-- BEGIN Document segment --
Databricks on Databricks: Kicking off the Journey to Governance with Unity Catalog

We transformed the largest Databricks workspace into a governed lakehouse in 10 months, using Unity Catalog

Published: July 23, 2024

by Xuan Wang, Arpan Ghosh and Navneet Kapur

As the Data Platform team at Databricks, we leverage our own platform to provide an intuitive, composable, and comprehensive Data and AI platform to internal data practitioners so that they can safely analyze usage and improve our product and business operations. As our company matures, we are especially motivated to establish data governance to enable secure, compliant and cost-effective data operations. With thousands of employees and hundreds of teams analyzing data, we have to frame and implement consistent standards to achieve data governance at scale and continued compliance. We identified Unity Catalog (UC), generally available as of August 2022, as the foundation for establishing standard governance practices and thus migrating 100% of our internal lakehouse to Unity Catalog became a top company priority.

Why migrate to Unity Catalog to achieve Data Governance?

Data migrations are HARD - and expensive. So we asked ourselves: Can we achieve our governance goals without migrating all the data to Unity Catalog?

We had been using the default Hive Metastore (HMS) in Databricks to manage all of our tables. Building our own data governance features from scratch on top of HMS would be a wasteful endeavor, setting us back multiple quarters. Unity Catalog, on the other hand, provided tremendous value out of the box:

Any data on HMS was readable by anybody. UC securely supports fine-grained access.
HMS does not provide lineage or audit logs. Lineage support is crucial to understanding data flows and empowering effective data lifecycle management. In combination with audit logs, this provides observability about data changes and propagation.
With better integration with the in-product search feature, UC enables a better experience for users to annotate and discover high-quality data.
Delta Sharing, query federation and catalog binding provide effective options to create cross-region data meshes without creating security or compliance risks.

Unity Catalog migration starts with a governance strategy

At a high level, we could go down one of two paths:

Lift-and-shift: Copy all the schemas and tables as is from legacy HMS to a UC catalog while giving everybody read access to all data. This path is low level of effort in the short term. However, we risk bringing along outdated datasets and incoherent/bad practices motivated by HMS or organic growth. The probability of needing multiple large subsequent migrations to clean in place would be high.
-- END Document segment --
-- BEGIN Data --
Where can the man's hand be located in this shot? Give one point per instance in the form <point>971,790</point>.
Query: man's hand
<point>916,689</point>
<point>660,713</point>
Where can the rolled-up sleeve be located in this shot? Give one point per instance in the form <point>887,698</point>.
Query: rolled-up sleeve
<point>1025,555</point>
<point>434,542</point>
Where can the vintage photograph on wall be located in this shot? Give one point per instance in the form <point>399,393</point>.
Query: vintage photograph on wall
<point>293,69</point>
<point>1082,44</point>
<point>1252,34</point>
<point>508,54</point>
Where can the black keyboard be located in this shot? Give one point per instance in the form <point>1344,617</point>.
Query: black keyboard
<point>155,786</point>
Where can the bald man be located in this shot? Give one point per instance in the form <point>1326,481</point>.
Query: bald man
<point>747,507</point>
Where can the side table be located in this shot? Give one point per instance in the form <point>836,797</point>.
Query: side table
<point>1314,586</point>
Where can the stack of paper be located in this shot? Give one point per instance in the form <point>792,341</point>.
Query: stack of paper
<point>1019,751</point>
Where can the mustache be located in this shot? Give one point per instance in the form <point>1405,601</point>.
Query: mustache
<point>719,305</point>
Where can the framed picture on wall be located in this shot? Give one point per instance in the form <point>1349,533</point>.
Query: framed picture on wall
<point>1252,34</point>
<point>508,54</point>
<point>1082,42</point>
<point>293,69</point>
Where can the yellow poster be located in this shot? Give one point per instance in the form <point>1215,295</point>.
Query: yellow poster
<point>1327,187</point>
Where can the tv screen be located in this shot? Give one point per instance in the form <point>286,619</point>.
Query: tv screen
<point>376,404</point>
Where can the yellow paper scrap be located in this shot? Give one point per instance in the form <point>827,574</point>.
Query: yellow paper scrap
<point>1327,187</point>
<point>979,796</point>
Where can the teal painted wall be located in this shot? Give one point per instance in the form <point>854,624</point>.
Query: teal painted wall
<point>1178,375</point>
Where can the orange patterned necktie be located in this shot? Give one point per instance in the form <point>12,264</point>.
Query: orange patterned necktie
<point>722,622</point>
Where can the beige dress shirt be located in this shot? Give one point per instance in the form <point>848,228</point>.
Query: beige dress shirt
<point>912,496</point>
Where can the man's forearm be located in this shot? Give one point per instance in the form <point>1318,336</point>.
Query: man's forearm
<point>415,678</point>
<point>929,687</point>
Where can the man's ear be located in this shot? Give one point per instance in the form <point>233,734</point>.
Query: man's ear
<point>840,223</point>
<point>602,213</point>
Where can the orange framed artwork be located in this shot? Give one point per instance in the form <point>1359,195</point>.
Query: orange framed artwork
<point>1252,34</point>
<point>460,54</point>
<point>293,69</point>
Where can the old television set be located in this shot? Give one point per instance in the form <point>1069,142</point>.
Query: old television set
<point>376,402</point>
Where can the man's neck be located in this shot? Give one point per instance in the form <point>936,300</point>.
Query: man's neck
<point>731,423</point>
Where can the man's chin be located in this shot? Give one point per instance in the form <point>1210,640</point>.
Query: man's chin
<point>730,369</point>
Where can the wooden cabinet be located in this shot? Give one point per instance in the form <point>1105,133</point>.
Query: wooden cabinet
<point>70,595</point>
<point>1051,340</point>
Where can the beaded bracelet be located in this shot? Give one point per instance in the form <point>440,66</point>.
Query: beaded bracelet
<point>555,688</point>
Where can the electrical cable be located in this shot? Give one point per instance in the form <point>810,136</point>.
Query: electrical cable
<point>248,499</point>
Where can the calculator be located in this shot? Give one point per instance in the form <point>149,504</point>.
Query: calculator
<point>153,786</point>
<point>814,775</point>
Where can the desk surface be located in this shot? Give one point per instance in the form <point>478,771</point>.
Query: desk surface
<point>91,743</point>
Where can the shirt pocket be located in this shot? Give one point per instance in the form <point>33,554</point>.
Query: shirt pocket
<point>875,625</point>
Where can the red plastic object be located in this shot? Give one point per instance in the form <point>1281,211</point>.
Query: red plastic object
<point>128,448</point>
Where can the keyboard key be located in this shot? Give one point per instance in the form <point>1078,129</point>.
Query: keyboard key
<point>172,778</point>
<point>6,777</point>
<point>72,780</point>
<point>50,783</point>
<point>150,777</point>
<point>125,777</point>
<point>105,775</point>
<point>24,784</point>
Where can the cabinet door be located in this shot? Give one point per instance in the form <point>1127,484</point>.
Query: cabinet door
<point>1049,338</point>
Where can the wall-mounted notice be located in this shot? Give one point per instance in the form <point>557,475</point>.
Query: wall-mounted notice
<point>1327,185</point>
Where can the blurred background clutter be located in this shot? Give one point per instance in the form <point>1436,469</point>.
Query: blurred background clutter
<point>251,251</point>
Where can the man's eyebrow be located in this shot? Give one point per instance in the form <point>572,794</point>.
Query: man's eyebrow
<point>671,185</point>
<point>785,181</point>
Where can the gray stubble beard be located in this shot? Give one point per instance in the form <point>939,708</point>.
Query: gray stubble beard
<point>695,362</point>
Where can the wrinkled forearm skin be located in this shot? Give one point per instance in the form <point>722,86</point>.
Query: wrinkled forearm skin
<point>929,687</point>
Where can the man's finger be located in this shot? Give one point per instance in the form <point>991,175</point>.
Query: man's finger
-- END Data --
*What is being asked:* Write the next part of the post about migrating the internal Databricks lakehouse to Unity Catalog, starting after its last sentence.

*Right answer:*
Transformational: Selectively migrate datasets while establishing a core structure for data organization in Unity Catalog. While this path requires more effort in the short term, it provides a vital course-correction opportunity. Subsequent rounds of incremental (smaller) clean-up may be necessary.

We chose the latter. It allowed us to lay the groundwork to introduce future governance policy while providing the requisite skeleton to build around. We built infrastructure to enable paved paths that ensured clear data ownership, naming conventions and intentional access, as opposed to opening access to all employees by default.

One such example is the catalog organization strategy we chose upfront:

Catalog	Purpose	Governance
Users	Individual user spaces (schemas)	Private by default 30-day retention Auto-provisioned when you join the company
Team	Collaborative spaces for users who work together	Private by default Enables birthright access Integrates with other team systems
Integration	Space for specific integration projects across teams	Private by default "One-click" workflow to temporarily broaden access to stakeholders. Self-cleaned based on (lack of) usage
Main	Production environment.	Data requires explicit "promotion" after meeting quality standards Private by default but broad access is permitted

Challenges

Our internal data lake had become more of a "data swamp" over time, due to the previously highlighted lack of lineage and access controls in HMS. We did not have answers to 3 basic questions critical to any migration:

Who owns table foo?
Are all the tables upstream of foo already migrated to the new location?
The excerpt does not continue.